**AIM**
From the rows below, report every line that contains the word "potatoes".

**RECORDS FOR PROCESSING**
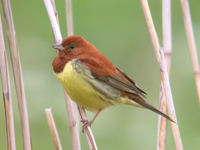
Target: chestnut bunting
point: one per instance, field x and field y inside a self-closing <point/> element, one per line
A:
<point x="92" y="81"/>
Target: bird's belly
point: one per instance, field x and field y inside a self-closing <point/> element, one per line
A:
<point x="80" y="87"/>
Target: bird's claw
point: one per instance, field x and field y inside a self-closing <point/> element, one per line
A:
<point x="86" y="123"/>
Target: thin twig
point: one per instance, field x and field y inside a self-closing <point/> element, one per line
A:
<point x="87" y="131"/>
<point x="6" y="93"/>
<point x="72" y="118"/>
<point x="17" y="74"/>
<point x="191" y="43"/>
<point x="69" y="17"/>
<point x="73" y="121"/>
<point x="82" y="113"/>
<point x="52" y="127"/>
<point x="163" y="70"/>
<point x="167" y="42"/>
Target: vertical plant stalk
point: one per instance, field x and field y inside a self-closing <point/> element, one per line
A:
<point x="10" y="130"/>
<point x="52" y="127"/>
<point x="82" y="113"/>
<point x="73" y="121"/>
<point x="87" y="130"/>
<point x="164" y="76"/>
<point x="70" y="30"/>
<point x="71" y="106"/>
<point x="191" y="43"/>
<point x="167" y="42"/>
<point x="17" y="74"/>
<point x="58" y="38"/>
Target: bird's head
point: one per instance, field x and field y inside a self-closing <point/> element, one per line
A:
<point x="72" y="46"/>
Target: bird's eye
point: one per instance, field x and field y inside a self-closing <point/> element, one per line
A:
<point x="72" y="46"/>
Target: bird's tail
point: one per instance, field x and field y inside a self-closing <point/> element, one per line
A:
<point x="137" y="99"/>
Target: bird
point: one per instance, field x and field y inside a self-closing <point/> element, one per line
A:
<point x="92" y="81"/>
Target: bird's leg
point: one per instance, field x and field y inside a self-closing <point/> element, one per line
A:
<point x="87" y="123"/>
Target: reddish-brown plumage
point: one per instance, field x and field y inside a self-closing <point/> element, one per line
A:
<point x="76" y="47"/>
<point x="88" y="55"/>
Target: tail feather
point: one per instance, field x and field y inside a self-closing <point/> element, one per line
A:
<point x="143" y="103"/>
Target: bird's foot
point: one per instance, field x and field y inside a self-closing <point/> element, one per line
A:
<point x="86" y="123"/>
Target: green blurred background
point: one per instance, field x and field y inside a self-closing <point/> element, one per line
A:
<point x="118" y="29"/>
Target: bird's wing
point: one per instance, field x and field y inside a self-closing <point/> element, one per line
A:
<point x="111" y="75"/>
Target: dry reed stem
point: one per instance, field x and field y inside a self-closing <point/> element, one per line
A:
<point x="164" y="76"/>
<point x="10" y="130"/>
<point x="71" y="106"/>
<point x="191" y="43"/>
<point x="53" y="129"/>
<point x="73" y="122"/>
<point x="69" y="17"/>
<point x="17" y="74"/>
<point x="87" y="131"/>
<point x="167" y="42"/>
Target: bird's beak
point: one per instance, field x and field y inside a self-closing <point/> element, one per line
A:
<point x="58" y="46"/>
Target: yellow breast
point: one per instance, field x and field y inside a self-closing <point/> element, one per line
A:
<point x="79" y="85"/>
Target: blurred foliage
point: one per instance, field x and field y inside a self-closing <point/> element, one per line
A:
<point x="118" y="29"/>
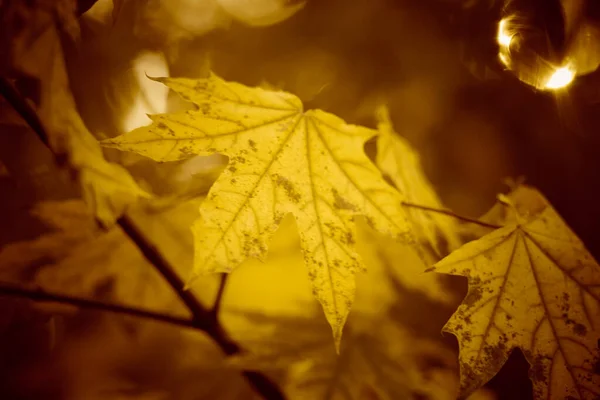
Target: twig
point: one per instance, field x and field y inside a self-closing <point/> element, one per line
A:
<point x="451" y="214"/>
<point x="44" y="296"/>
<point x="219" y="298"/>
<point x="202" y="317"/>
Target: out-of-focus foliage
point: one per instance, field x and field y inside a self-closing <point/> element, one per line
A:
<point x="532" y="285"/>
<point x="399" y="161"/>
<point x="37" y="53"/>
<point x="385" y="353"/>
<point x="79" y="258"/>
<point x="281" y="160"/>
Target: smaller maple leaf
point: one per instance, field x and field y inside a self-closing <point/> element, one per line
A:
<point x="532" y="285"/>
<point x="281" y="160"/>
<point x="107" y="188"/>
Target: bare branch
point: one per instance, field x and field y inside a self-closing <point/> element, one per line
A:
<point x="202" y="316"/>
<point x="451" y="214"/>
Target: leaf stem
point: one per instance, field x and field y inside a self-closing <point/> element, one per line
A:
<point x="202" y="317"/>
<point x="451" y="214"/>
<point x="219" y="298"/>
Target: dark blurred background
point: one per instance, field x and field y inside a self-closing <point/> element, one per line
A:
<point x="434" y="62"/>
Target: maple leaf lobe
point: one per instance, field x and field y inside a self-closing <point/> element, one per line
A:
<point x="281" y="160"/>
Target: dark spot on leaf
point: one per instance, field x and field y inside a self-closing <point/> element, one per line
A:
<point x="341" y="203"/>
<point x="288" y="186"/>
<point x="579" y="329"/>
<point x="538" y="372"/>
<point x="252" y="145"/>
<point x="473" y="296"/>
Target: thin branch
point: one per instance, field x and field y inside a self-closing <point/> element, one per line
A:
<point x="452" y="214"/>
<point x="202" y="316"/>
<point x="44" y="296"/>
<point x="219" y="298"/>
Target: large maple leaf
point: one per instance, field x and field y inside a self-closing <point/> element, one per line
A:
<point x="533" y="285"/>
<point x="397" y="159"/>
<point x="281" y="160"/>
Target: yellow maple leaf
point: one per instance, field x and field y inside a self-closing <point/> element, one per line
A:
<point x="107" y="188"/>
<point x="281" y="160"/>
<point x="533" y="285"/>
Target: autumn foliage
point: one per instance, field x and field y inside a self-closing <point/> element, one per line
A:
<point x="332" y="234"/>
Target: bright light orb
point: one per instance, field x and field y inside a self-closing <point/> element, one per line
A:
<point x="561" y="78"/>
<point x="504" y="38"/>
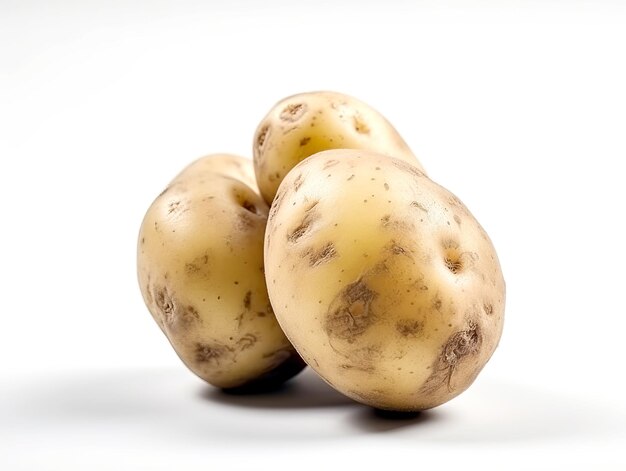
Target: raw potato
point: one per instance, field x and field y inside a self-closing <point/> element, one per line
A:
<point x="382" y="279"/>
<point x="307" y="123"/>
<point x="200" y="267"/>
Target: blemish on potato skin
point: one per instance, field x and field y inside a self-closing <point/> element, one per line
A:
<point x="298" y="182"/>
<point x="409" y="327"/>
<point x="261" y="139"/>
<point x="360" y="125"/>
<point x="488" y="308"/>
<point x="406" y="167"/>
<point x="436" y="303"/>
<point x="350" y="313"/>
<point x="310" y="216"/>
<point x="397" y="249"/>
<point x="323" y="255"/>
<point x="245" y="221"/>
<point x="191" y="268"/>
<point x="293" y="112"/>
<point x="211" y="353"/>
<point x="459" y="347"/>
<point x="364" y="368"/>
<point x="247" y="341"/>
<point x="276" y="204"/>
<point x="417" y="204"/>
<point x="247" y="300"/>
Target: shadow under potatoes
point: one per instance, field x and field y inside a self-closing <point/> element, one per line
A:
<point x="307" y="390"/>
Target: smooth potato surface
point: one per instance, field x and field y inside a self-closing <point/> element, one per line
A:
<point x="304" y="124"/>
<point x="200" y="269"/>
<point x="382" y="279"/>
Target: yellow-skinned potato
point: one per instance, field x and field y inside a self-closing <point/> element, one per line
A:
<point x="304" y="124"/>
<point x="200" y="268"/>
<point x="382" y="279"/>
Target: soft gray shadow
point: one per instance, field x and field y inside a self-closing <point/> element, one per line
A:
<point x="305" y="391"/>
<point x="372" y="420"/>
<point x="492" y="413"/>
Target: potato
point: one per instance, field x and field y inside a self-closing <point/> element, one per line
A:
<point x="200" y="268"/>
<point x="382" y="279"/>
<point x="307" y="123"/>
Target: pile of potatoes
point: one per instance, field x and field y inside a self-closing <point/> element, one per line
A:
<point x="332" y="249"/>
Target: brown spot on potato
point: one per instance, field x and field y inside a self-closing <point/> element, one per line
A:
<point x="293" y="112"/>
<point x="488" y="308"/>
<point x="350" y="313"/>
<point x="191" y="268"/>
<point x="406" y="167"/>
<point x="397" y="249"/>
<point x="364" y="368"/>
<point x="297" y="183"/>
<point x="211" y="353"/>
<point x="245" y="221"/>
<point x="409" y="327"/>
<point x="164" y="304"/>
<point x="418" y="205"/>
<point x="278" y="200"/>
<point x="262" y="136"/>
<point x="249" y="206"/>
<point x="456" y="350"/>
<point x="247" y="341"/>
<point x="453" y="264"/>
<point x="360" y="125"/>
<point x="310" y="216"/>
<point x="436" y="303"/>
<point x="323" y="255"/>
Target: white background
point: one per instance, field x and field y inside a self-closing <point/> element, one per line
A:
<point x="517" y="107"/>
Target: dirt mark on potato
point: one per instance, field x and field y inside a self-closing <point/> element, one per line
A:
<point x="261" y="138"/>
<point x="406" y="167"/>
<point x="409" y="327"/>
<point x="293" y="112"/>
<point x="321" y="256"/>
<point x="172" y="313"/>
<point x="212" y="353"/>
<point x="310" y="216"/>
<point x="350" y="313"/>
<point x="459" y="347"/>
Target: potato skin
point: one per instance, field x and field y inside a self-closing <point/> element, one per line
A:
<point x="383" y="280"/>
<point x="304" y="124"/>
<point x="201" y="274"/>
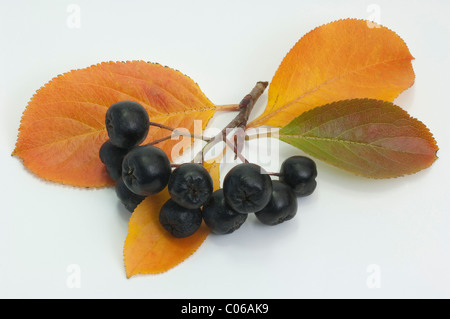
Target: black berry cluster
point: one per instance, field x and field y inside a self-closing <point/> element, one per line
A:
<point x="144" y="170"/>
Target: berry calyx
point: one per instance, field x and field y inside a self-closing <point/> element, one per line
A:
<point x="190" y="185"/>
<point x="299" y="172"/>
<point x="219" y="216"/>
<point x="112" y="156"/>
<point x="281" y="207"/>
<point x="180" y="221"/>
<point x="247" y="188"/>
<point x="127" y="124"/>
<point x="146" y="170"/>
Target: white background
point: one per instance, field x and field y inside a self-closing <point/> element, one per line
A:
<point x="401" y="226"/>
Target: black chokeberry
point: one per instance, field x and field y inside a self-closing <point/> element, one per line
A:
<point x="247" y="188"/>
<point x="112" y="156"/>
<point x="127" y="124"/>
<point x="190" y="185"/>
<point x="129" y="199"/>
<point x="299" y="172"/>
<point x="146" y="170"/>
<point x="178" y="220"/>
<point x="219" y="216"/>
<point x="282" y="206"/>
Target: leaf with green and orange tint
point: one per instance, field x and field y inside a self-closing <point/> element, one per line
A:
<point x="341" y="60"/>
<point x="367" y="137"/>
<point x="63" y="125"/>
<point x="149" y="248"/>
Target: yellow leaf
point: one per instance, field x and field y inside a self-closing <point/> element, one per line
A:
<point x="149" y="248"/>
<point x="63" y="126"/>
<point x="345" y="59"/>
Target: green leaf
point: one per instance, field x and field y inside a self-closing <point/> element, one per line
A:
<point x="367" y="137"/>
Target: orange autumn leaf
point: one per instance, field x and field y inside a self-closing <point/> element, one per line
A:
<point x="345" y="59"/>
<point x="149" y="248"/>
<point x="63" y="125"/>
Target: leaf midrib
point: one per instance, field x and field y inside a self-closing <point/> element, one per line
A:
<point x="318" y="87"/>
<point x="349" y="142"/>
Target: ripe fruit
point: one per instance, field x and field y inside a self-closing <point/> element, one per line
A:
<point x="129" y="199"/>
<point x="112" y="156"/>
<point x="247" y="188"/>
<point x="146" y="170"/>
<point x="190" y="185"/>
<point x="219" y="216"/>
<point x="299" y="172"/>
<point x="127" y="123"/>
<point x="180" y="221"/>
<point x="282" y="206"/>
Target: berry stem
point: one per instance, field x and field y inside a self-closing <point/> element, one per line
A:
<point x="176" y="132"/>
<point x="240" y="121"/>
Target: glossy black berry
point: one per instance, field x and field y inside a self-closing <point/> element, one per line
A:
<point x="299" y="172"/>
<point x="129" y="199"/>
<point x="281" y="207"/>
<point x="178" y="220"/>
<point x="247" y="188"/>
<point x="190" y="185"/>
<point x="127" y="124"/>
<point x="146" y="170"/>
<point x="112" y="156"/>
<point x="219" y="216"/>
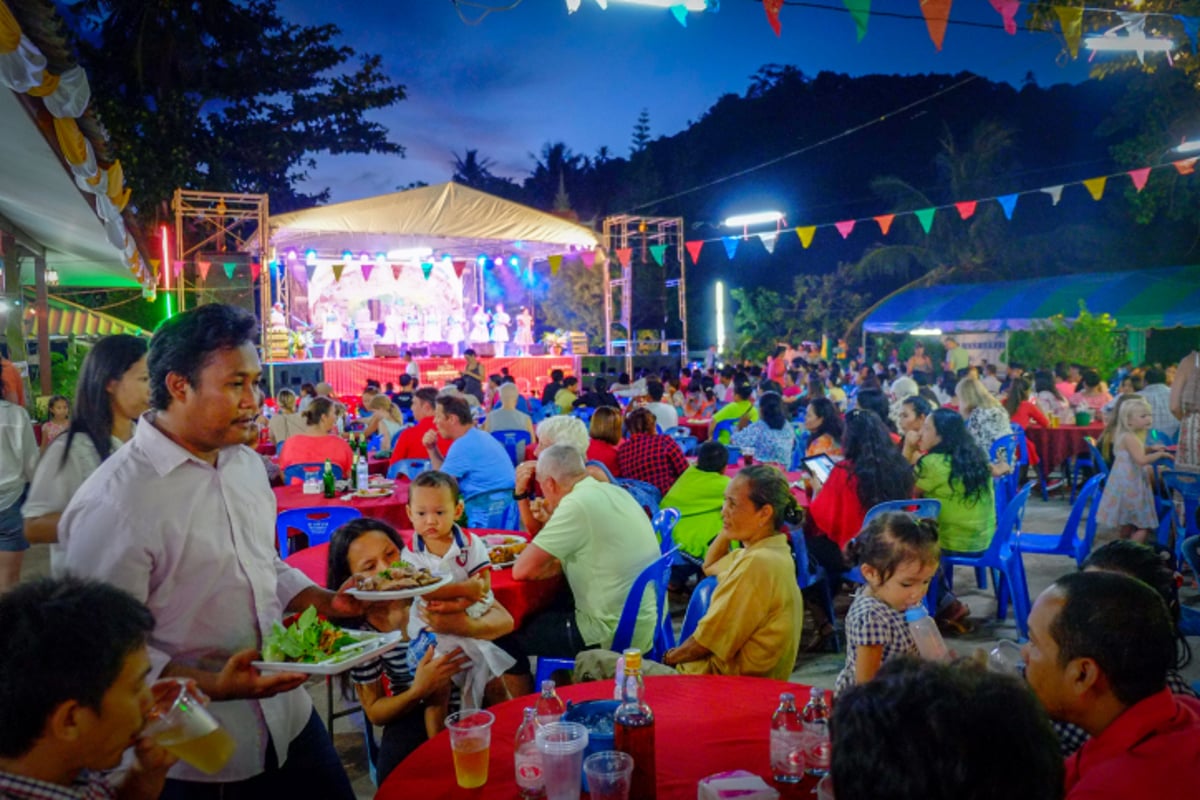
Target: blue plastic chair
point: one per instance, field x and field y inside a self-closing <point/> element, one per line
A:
<point x="1069" y="541"/>
<point x="408" y="467"/>
<point x="317" y="524"/>
<point x="514" y="443"/>
<point x="697" y="606"/>
<point x="495" y="509"/>
<point x="297" y="471"/>
<point x="655" y="575"/>
<point x="664" y="523"/>
<point x="1003" y="559"/>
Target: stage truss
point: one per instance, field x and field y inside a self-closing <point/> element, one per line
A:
<point x="225" y="222"/>
<point x="640" y="234"/>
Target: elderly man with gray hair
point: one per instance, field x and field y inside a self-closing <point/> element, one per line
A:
<point x="600" y="539"/>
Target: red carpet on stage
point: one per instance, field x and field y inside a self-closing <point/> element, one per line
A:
<point x="349" y="376"/>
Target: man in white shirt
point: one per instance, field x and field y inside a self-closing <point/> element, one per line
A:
<point x="183" y="518"/>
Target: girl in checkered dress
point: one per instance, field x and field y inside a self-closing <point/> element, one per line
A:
<point x="899" y="557"/>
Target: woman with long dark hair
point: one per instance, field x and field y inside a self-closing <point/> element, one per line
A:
<point x="112" y="392"/>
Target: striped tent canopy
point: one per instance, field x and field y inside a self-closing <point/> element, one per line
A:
<point x="1139" y="300"/>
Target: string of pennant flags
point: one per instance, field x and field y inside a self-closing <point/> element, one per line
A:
<point x="964" y="209"/>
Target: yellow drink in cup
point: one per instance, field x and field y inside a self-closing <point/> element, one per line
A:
<point x="471" y="744"/>
<point x="180" y="723"/>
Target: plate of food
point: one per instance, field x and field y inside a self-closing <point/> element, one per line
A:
<point x="317" y="647"/>
<point x="503" y="549"/>
<point x="400" y="581"/>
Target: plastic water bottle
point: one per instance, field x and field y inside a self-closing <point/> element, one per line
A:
<point x="527" y="759"/>
<point x="819" y="749"/>
<point x="550" y="705"/>
<point x="787" y="741"/>
<point x="924" y="632"/>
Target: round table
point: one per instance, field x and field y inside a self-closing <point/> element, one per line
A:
<point x="519" y="597"/>
<point x="696" y="735"/>
<point x="390" y="509"/>
<point x="1059" y="445"/>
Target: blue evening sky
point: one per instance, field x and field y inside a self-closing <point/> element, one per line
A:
<point x="534" y="73"/>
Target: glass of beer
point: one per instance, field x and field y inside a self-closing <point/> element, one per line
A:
<point x="471" y="741"/>
<point x="180" y="723"/>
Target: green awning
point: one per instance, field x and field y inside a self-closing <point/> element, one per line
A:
<point x="1139" y="300"/>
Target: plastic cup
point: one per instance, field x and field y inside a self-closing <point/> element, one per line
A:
<point x="562" y="745"/>
<point x="609" y="775"/>
<point x="471" y="743"/>
<point x="180" y="723"/>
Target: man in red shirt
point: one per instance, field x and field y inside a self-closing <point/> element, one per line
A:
<point x="1101" y="645"/>
<point x="409" y="444"/>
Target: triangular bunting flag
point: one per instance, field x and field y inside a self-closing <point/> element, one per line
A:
<point x="1096" y="186"/>
<point x="937" y="13"/>
<point x="1007" y="203"/>
<point x="925" y="217"/>
<point x="1007" y="8"/>
<point x="1139" y="178"/>
<point x="731" y="246"/>
<point x="772" y="8"/>
<point x="1071" y="18"/>
<point x="861" y="12"/>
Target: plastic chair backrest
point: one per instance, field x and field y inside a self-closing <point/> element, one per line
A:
<point x="295" y="471"/>
<point x="408" y="467"/>
<point x="922" y="509"/>
<point x="697" y="606"/>
<point x="317" y="524"/>
<point x="514" y="443"/>
<point x="655" y="575"/>
<point x="664" y="524"/>
<point x="496" y="510"/>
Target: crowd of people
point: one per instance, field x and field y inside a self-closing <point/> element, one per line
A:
<point x="161" y="521"/>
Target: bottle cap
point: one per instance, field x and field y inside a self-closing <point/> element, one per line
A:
<point x="916" y="613"/>
<point x="633" y="659"/>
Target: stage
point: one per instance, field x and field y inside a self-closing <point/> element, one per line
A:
<point x="351" y="376"/>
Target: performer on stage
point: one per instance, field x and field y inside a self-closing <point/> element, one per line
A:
<point x="479" y="326"/>
<point x="501" y="323"/>
<point x="525" y="331"/>
<point x="455" y="334"/>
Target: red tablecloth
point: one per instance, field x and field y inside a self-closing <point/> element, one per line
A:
<point x="1057" y="445"/>
<point x="699" y="428"/>
<point x="390" y="509"/>
<point x="519" y="597"/>
<point x="703" y="725"/>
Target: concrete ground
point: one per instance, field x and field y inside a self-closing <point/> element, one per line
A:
<point x="817" y="669"/>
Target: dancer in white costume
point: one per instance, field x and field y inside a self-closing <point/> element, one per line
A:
<point x="525" y="331"/>
<point x="501" y="323"/>
<point x="455" y="332"/>
<point x="479" y="326"/>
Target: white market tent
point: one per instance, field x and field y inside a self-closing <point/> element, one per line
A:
<point x="449" y="218"/>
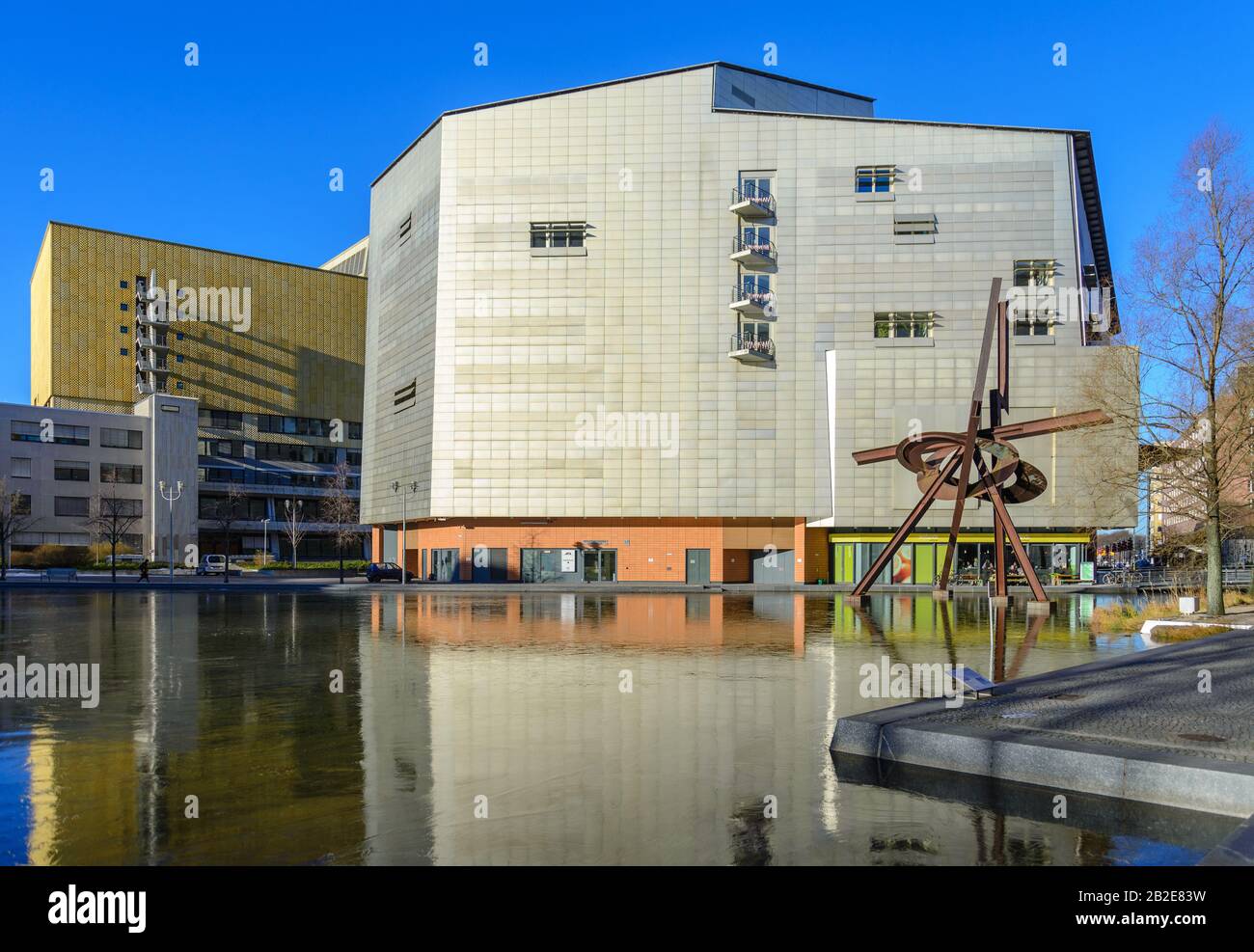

**SOLUTION TO THE EXERCISE**
Target: shadow under potatoes
Target: pile of potatoes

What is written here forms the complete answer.